■ **PAGE**
>> BEGIN
# Shaker Style TV Cabinet Plans



## Hillsboro (Jun 20, 2010)

My wife has contracted me to build a TV cabinet for our new 55" flat screen. Given the style of furniture in the room she has requested that this new piece by made in the Shaker style.

Question: does anyone have any suggestions on a source(s) of Shaker plans? I have several of Thomas Moser's books but nothing in them fits the requirement.

Many thanks.

Phil


----------



## jdmaher (May 4, 2011)

Something like this?


----------



## GrandpaLen (Mar 6, 2012)

Phil,

You can adjust the plans for any cabinet carcass to fit your needs. The Shaker Style is the cosmetic treatment of the face frame, doors and drawer fronts. 
Can you "See one, Be one" make one (doors and drawer fronts) from a picture of Shaker Style?

Here's a couple of ideas;

A Corner Unit.










A Wall Grouping.










These are pictures of Retailed, Entertainment Centers, sorry no plans available, but you could adapt these face frame Styles from cabinet carcasses that you have seen in your Thomas Moser's books.
>> END
■ **LISTED RECORDS**
>> BEGIN
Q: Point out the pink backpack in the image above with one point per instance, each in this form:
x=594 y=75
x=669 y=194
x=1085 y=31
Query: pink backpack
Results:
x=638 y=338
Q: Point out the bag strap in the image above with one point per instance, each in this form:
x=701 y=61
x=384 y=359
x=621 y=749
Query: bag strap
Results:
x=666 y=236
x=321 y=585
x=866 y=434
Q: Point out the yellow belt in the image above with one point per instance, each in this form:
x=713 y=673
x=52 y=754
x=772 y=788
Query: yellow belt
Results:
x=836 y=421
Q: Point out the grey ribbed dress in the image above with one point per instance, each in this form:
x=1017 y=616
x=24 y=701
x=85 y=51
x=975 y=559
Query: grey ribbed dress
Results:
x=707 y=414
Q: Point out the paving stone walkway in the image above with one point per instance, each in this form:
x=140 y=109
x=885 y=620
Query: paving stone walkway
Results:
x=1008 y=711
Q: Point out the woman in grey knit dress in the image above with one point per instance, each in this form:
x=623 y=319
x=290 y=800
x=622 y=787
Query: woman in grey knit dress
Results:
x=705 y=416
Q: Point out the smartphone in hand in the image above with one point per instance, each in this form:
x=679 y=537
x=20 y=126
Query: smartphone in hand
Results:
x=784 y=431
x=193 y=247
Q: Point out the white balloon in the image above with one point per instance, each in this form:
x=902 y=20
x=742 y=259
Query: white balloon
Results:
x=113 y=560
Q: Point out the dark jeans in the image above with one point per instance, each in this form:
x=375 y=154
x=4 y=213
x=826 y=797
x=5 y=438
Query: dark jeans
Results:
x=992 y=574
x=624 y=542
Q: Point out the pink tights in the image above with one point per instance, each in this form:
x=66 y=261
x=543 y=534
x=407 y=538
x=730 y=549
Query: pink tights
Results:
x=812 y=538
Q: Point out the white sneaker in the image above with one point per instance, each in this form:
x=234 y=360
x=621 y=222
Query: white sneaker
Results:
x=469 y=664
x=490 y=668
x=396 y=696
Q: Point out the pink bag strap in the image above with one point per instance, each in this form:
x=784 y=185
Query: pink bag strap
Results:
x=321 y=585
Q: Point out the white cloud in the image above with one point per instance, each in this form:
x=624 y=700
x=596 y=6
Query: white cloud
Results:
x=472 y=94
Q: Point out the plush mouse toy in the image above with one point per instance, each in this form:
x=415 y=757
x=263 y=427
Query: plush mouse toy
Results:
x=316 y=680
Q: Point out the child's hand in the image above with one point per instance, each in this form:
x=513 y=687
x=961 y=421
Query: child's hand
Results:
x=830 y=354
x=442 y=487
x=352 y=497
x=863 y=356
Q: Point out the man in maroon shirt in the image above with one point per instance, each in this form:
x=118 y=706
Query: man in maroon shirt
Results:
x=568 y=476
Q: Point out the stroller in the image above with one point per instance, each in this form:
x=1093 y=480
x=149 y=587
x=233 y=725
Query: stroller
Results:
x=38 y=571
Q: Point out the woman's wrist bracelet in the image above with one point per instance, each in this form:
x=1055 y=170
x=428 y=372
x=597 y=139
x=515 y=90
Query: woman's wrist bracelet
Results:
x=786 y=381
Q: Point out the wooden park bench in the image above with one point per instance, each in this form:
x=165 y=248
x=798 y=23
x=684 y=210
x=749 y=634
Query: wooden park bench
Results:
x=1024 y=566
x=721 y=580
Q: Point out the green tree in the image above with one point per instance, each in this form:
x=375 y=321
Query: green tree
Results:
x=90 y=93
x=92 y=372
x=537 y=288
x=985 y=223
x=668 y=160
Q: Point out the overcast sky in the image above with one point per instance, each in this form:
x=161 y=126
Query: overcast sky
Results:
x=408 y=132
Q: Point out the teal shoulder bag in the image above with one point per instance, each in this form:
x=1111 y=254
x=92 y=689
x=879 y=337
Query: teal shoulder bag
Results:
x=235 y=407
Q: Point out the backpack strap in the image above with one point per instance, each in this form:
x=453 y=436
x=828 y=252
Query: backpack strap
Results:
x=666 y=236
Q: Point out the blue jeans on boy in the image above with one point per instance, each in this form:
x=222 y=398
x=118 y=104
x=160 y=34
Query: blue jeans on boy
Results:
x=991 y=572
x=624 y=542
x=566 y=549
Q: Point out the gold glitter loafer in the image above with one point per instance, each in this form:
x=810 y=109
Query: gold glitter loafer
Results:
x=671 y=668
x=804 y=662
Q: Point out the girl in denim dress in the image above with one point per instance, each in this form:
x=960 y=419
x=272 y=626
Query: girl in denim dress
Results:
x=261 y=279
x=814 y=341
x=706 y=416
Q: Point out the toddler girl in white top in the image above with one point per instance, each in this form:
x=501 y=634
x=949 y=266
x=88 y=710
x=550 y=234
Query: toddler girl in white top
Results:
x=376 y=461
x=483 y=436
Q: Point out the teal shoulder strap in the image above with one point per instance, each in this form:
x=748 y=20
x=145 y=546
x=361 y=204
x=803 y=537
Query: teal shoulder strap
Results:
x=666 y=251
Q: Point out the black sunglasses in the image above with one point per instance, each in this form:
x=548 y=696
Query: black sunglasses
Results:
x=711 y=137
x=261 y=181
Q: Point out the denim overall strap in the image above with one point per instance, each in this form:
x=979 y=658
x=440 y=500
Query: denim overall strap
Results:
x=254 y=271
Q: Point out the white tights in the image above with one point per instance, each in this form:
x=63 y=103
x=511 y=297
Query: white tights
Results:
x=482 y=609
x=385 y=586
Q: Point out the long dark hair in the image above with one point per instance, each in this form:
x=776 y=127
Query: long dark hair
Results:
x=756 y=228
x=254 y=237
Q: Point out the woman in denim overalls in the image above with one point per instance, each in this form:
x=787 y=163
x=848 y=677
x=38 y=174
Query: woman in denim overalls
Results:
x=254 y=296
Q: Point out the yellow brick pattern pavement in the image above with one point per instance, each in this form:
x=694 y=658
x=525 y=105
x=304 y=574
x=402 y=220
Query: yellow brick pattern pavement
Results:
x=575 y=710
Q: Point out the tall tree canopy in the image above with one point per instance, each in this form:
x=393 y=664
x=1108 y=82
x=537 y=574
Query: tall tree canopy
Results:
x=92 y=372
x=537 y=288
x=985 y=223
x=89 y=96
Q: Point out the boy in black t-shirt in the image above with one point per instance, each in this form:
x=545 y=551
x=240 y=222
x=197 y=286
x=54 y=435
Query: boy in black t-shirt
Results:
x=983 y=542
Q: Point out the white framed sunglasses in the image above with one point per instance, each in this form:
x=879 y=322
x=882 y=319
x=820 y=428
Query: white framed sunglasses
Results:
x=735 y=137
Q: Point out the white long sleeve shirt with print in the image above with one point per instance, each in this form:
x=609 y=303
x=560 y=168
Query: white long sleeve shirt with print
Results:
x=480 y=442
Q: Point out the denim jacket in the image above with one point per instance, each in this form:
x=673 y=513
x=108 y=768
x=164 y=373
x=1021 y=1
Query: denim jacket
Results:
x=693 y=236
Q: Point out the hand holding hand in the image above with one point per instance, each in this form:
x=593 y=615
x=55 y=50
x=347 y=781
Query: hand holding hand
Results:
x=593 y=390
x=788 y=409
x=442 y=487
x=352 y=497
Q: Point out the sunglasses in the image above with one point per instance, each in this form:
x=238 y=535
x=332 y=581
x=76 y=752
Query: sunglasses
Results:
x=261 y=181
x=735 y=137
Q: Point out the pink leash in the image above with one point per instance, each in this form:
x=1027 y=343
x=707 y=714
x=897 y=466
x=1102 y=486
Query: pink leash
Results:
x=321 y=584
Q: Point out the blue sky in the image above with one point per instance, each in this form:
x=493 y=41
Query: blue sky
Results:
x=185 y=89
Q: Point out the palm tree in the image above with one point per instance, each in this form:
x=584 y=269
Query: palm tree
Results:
>> END
■ **THE TASKS**
**1.** Answer these questions using the forum thread about Shaker TV cabinet plans.
(a) What size is the new flat screen the cabinet is for?
(b) Whose books does Phil already own?
(c) According to GrandpaLen, what does the Shaker Style consist of?
**2.** Rewrite the part of the Shaker cabinet thread starting at "Question: does anyone" and ending at "(May 4, 2011)", changing "suggestions" to "recommendations".
**3.** Carry the forum thread about Shaker TV cabinet plans further from the point where it stops.

■ **PER-TASK OUTPUTS**
**1.**
(a) 55"
(b) Thomas Moser's
(c) The cosmetic treatment of the face frame, doors and drawer fronts.

**2.**
Question: does anyone have any recommendations on a source(s) of Shaker plans? I have several of Thomas Moser's books but nothing in them fits the requirement.

Many thanks.

Phil


----------



## jdmaher (May 4, 2011)

**3.**
Best Regards. - Grandpa Len


----------



## GrandpaLen (Mar 6, 2012)

Phil,

This morning I received an e-mail Ad from American Woodworker Magazine, [email protected], it was promoting a new adjustable router bit from Freud, the 'New Shaker Profile'. 
Not that you may be interested in this bit so much as at the bottum of this ad was a 'Link' to FREE PLANS from Freud on there Facebook Site, and it features Shaker Style.
https://www.facebook.com/Freudtools?v=app_348667071890249#!/Freudtools/app_348667071890249

You may find Plans or at least, inspiration for a Design, for you project here.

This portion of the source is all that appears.